Point localization data:

__________________________________________________

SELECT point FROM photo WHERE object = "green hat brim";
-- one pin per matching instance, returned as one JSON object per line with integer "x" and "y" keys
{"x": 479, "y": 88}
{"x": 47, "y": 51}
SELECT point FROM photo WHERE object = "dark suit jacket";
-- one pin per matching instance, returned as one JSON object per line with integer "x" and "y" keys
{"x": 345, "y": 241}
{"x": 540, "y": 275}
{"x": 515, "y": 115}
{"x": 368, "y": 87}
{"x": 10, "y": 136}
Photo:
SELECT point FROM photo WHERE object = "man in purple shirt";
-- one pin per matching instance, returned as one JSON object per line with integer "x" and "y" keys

__________________________________________________

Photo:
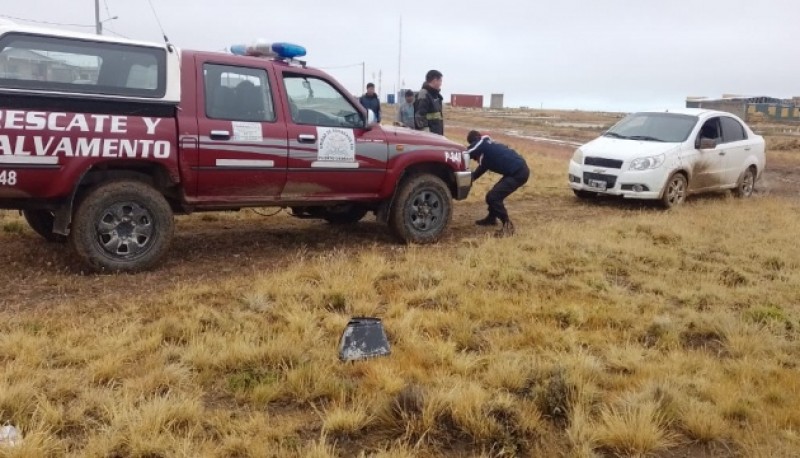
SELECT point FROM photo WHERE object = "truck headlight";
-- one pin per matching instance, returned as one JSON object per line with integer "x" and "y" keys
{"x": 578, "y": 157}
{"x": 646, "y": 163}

__________________________________________________

Problem to work on: Check every line of the records above for the string "SELECT". Copy those that hold it.

Completed exercise:
SELECT point FROM photo WHERE object = "green hat brim";
SELECT point FROM photo WHERE object = "dark suit jacket";
SELECT point FROM photo WHERE object = "man in purple shirt";
SELECT point FROM photo WHERE object = "truck headlight";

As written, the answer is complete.